### WHAT THIS TASK INVOLVES
In the entries below, find the line with "positive clicks: (267, 364) (261, 364)" and the line with "63L42 68H60L61 60L54". Reproduce those two lines and every line between them exactly, and nothing more.

### DATA SUPPLIED
*** Begin section ***

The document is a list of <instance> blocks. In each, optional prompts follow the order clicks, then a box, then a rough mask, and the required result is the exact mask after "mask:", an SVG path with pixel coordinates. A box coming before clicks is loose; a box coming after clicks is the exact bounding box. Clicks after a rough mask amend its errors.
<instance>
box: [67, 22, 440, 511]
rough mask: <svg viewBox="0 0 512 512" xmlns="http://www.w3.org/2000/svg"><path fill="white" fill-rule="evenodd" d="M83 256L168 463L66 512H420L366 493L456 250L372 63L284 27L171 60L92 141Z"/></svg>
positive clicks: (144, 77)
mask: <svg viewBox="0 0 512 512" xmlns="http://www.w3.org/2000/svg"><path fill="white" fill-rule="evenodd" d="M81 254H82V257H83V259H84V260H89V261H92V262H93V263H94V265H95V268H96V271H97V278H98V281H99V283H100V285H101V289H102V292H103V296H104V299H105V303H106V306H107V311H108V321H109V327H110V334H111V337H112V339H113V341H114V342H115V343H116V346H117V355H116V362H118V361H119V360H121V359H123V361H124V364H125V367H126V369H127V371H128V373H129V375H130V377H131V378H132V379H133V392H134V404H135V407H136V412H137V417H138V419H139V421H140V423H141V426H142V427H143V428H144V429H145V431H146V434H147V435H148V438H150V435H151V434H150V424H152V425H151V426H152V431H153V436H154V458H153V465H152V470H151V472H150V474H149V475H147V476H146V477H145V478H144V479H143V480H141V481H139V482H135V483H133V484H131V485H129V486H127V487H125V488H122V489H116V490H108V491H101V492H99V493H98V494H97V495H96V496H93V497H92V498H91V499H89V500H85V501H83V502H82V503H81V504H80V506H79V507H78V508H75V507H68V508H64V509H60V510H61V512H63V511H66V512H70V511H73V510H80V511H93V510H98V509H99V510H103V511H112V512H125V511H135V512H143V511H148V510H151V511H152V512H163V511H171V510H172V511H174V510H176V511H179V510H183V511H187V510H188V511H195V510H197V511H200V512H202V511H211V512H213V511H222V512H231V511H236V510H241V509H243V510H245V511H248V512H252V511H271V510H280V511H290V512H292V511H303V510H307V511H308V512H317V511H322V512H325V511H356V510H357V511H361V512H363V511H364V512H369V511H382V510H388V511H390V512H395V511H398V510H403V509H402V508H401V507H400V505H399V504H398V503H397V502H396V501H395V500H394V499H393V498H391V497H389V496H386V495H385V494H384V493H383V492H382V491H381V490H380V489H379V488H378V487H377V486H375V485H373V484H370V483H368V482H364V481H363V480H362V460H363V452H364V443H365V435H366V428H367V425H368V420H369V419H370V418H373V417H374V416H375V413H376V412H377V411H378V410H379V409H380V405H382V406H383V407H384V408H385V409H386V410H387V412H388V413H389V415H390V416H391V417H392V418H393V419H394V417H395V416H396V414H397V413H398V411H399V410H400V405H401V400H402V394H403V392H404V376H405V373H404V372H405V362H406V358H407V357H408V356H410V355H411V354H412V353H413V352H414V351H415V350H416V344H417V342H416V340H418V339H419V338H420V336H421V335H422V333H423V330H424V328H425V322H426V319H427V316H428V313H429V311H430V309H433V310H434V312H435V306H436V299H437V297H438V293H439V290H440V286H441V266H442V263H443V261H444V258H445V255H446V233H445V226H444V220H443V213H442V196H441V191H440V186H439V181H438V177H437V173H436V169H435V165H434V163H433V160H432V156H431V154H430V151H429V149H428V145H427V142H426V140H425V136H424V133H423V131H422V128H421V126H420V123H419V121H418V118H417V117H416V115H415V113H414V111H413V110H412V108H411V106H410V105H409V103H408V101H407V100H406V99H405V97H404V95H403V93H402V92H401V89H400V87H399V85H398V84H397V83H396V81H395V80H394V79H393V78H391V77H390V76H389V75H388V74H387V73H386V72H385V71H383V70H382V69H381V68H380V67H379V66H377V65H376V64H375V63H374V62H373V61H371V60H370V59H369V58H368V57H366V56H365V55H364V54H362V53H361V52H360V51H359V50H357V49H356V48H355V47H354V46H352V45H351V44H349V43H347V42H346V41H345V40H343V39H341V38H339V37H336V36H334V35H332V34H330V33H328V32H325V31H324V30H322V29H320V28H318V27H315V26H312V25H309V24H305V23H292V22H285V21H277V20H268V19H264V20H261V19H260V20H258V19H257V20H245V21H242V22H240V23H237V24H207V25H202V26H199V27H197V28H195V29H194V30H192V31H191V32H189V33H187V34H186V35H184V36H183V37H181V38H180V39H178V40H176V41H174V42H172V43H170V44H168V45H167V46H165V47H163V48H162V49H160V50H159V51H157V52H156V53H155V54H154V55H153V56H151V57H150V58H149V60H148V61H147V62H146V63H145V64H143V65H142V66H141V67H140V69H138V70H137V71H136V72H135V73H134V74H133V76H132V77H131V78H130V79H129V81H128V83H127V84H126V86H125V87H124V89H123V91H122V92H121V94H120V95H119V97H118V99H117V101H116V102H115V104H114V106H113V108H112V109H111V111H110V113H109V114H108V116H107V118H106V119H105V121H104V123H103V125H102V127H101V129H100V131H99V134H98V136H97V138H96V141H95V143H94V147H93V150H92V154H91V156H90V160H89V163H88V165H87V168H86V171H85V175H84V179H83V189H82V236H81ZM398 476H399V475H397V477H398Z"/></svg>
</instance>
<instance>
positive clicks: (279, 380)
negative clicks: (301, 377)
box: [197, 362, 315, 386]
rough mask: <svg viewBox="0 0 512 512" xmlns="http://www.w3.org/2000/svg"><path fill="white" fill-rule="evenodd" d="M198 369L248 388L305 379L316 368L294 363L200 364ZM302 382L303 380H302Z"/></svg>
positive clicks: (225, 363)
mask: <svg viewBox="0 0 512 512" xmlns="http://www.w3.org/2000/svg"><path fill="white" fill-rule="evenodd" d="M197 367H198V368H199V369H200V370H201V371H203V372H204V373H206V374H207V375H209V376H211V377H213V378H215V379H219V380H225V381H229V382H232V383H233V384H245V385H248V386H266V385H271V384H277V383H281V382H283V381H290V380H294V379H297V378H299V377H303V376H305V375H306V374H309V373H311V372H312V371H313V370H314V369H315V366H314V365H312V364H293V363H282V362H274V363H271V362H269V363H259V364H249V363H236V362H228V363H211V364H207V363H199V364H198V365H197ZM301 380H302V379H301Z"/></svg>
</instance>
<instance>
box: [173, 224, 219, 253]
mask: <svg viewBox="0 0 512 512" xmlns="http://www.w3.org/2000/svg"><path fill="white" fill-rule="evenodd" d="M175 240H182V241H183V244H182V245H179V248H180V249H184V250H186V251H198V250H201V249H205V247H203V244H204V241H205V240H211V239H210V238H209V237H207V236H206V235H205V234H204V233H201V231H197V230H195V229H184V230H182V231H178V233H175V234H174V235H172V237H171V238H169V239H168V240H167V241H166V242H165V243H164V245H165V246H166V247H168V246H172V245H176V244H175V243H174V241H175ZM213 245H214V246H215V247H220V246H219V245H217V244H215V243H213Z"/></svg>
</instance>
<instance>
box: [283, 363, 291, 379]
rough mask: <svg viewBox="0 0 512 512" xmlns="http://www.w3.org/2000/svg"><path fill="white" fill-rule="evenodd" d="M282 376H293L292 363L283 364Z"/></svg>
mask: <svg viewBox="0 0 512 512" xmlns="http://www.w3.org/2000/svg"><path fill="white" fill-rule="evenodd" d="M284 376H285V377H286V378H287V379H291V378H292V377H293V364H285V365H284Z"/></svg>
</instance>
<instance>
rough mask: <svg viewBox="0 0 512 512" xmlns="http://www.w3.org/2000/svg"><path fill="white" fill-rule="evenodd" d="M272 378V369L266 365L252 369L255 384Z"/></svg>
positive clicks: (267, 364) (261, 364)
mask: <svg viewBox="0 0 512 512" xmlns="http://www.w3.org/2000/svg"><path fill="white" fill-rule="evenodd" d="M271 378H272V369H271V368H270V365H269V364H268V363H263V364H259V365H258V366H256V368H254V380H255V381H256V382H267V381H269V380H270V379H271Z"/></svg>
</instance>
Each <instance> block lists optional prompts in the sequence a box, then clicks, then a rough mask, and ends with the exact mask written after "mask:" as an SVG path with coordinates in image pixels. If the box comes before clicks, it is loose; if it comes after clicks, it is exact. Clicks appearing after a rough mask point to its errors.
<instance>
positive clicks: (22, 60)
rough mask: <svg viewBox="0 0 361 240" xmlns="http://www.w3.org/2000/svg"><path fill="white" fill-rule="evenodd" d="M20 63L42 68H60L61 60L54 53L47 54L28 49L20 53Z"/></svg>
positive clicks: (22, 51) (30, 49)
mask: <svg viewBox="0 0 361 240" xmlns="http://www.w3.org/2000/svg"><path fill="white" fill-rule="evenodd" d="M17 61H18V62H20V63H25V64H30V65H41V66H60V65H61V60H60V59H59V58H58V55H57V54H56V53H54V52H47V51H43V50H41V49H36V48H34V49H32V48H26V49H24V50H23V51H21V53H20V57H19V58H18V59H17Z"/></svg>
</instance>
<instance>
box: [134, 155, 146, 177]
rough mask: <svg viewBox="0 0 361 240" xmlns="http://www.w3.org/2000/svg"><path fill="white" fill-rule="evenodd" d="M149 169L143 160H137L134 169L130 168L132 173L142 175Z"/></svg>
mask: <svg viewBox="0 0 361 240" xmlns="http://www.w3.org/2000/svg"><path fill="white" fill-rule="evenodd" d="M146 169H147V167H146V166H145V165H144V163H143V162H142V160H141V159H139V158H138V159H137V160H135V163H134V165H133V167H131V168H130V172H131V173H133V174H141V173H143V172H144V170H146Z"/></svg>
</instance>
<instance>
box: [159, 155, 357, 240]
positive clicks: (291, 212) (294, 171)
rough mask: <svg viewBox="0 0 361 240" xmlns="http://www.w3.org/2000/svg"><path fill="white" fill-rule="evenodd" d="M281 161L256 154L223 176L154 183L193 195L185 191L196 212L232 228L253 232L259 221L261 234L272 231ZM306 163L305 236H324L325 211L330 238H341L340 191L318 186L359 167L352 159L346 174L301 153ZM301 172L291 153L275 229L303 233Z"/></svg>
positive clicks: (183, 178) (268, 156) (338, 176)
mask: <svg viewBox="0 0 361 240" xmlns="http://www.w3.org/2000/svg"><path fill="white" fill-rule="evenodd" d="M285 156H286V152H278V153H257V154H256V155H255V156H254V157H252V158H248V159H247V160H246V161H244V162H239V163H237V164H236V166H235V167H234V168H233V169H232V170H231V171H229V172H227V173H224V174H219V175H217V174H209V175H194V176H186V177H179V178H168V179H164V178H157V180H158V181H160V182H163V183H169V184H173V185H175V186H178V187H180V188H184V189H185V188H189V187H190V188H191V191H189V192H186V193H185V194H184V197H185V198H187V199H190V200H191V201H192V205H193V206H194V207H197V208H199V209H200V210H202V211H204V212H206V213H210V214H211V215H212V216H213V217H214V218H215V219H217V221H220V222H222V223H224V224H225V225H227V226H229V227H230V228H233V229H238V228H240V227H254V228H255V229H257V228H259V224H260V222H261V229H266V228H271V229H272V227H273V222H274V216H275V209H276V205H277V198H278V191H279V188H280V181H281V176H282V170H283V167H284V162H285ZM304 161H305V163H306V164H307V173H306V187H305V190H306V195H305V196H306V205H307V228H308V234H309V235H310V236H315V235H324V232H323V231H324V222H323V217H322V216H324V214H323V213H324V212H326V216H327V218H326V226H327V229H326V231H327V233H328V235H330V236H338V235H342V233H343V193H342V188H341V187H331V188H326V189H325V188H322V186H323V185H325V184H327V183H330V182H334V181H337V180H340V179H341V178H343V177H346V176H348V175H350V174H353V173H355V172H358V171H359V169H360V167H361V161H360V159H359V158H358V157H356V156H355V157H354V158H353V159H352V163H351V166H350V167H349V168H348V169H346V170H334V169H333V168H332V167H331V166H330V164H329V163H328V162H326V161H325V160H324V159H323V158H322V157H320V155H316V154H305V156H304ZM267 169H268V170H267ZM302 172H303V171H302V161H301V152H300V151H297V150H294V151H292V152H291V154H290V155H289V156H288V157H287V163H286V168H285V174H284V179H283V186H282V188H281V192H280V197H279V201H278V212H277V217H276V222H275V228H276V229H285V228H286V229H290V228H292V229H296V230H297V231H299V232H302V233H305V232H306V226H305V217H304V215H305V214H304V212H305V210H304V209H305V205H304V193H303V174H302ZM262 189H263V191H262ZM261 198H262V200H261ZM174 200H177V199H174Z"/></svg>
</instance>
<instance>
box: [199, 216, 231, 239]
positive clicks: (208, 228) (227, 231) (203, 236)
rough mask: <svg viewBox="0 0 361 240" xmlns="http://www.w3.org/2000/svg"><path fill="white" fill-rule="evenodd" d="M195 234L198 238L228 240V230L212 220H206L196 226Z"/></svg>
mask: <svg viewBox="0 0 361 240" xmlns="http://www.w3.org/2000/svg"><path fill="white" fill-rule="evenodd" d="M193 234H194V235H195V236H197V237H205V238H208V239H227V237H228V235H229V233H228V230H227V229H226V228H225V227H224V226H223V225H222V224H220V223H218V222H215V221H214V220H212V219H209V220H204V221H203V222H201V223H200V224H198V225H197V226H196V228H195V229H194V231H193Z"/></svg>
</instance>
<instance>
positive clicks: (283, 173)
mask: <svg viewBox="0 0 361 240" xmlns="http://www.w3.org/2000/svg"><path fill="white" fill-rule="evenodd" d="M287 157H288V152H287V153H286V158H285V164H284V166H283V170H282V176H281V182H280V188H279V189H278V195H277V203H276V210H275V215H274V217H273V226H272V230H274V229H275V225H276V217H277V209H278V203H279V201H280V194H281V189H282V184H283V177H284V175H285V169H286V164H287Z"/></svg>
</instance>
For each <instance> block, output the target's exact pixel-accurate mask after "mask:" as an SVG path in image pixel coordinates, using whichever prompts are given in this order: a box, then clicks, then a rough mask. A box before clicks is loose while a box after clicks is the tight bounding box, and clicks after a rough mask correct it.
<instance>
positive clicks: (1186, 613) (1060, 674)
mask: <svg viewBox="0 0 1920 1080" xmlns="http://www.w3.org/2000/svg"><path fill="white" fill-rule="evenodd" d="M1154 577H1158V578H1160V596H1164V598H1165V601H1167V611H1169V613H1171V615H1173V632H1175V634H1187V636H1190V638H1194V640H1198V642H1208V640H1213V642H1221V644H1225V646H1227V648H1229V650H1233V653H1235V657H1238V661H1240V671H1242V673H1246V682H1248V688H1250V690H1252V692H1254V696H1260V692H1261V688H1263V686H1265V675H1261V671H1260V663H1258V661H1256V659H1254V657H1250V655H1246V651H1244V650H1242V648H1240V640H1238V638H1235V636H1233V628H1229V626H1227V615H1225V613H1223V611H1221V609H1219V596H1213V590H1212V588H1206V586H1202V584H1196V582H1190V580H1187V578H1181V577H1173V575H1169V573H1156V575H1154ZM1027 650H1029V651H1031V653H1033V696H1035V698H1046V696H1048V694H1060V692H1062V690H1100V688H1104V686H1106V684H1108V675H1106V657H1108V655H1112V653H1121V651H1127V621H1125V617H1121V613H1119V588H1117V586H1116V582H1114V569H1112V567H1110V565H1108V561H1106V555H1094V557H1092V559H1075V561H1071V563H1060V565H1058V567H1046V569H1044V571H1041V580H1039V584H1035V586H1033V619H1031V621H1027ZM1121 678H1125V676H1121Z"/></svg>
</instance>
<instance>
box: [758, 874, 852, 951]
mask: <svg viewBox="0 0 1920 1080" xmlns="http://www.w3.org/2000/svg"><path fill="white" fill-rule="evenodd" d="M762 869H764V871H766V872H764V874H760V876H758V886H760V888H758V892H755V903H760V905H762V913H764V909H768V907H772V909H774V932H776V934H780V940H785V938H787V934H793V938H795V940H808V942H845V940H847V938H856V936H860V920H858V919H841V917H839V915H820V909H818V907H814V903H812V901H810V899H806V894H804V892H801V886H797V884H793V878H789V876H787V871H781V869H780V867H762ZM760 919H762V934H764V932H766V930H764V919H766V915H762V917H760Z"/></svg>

*** End section ***

### OUTPUT OF THE TASK
positive clicks: (267, 364) (261, 364)
mask: <svg viewBox="0 0 512 512" xmlns="http://www.w3.org/2000/svg"><path fill="white" fill-rule="evenodd" d="M271 378H272V369H271V368H270V365H269V364H268V363H263V364H259V365H258V366H256V368H254V380H255V381H256V382H267V381H269V380H270V379H271Z"/></svg>
</instance>
Each <instance> block lists optional prompts in the sequence a box, then clicks, then a rough mask, and ends with the exact mask written after "mask:" as an SVG path with coordinates in image pixels. If the box comes before clicks, it is loose; if it comes after clicks, it is exact. Clicks appearing after a rough mask point to its errors.
<instance>
positive clicks: (22, 60)
rough mask: <svg viewBox="0 0 361 240" xmlns="http://www.w3.org/2000/svg"><path fill="white" fill-rule="evenodd" d="M20 63L42 68H60L61 60L54 53L47 54L28 49L20 53Z"/></svg>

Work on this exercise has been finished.